- [Supplied information]

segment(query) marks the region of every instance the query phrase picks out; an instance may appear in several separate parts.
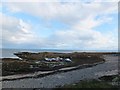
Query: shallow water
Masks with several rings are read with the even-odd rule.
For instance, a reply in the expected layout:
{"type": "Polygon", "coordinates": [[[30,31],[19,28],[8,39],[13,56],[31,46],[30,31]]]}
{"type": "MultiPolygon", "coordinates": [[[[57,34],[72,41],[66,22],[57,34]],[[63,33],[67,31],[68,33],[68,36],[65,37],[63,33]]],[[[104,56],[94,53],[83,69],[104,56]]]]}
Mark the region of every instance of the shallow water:
{"type": "Polygon", "coordinates": [[[29,78],[14,81],[3,81],[3,88],[53,88],[79,82],[84,79],[96,79],[103,75],[118,73],[118,56],[105,56],[106,62],[90,68],[57,73],[41,78],[29,78]]]}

- [What you will do]
Leaving the pictures aside, transcribe the entire listing exactly.

- [Output of the task]
segment(query) marks the region of every instance the query phrase picks out; an instance may appear in several separate parts.
Query: shallow water
Masks with several rings are read with the even-odd rule.
For instance, a reply in the expected layout:
{"type": "Polygon", "coordinates": [[[30,31],[19,28],[8,39],[13,56],[31,46],[30,31]]]}
{"type": "MultiPolygon", "coordinates": [[[[57,34],[72,41],[66,22],[57,34]],[[63,33],[67,31],[68,33],[68,36],[65,37],[63,33]]],[[[104,56],[94,53],[83,69],[104,56]]]]}
Mark the region of every instance of the shallow water:
{"type": "Polygon", "coordinates": [[[29,78],[14,81],[3,81],[3,88],[53,88],[79,82],[84,79],[96,79],[103,75],[118,73],[118,56],[105,56],[106,62],[90,68],[57,73],[41,78],[29,78]]]}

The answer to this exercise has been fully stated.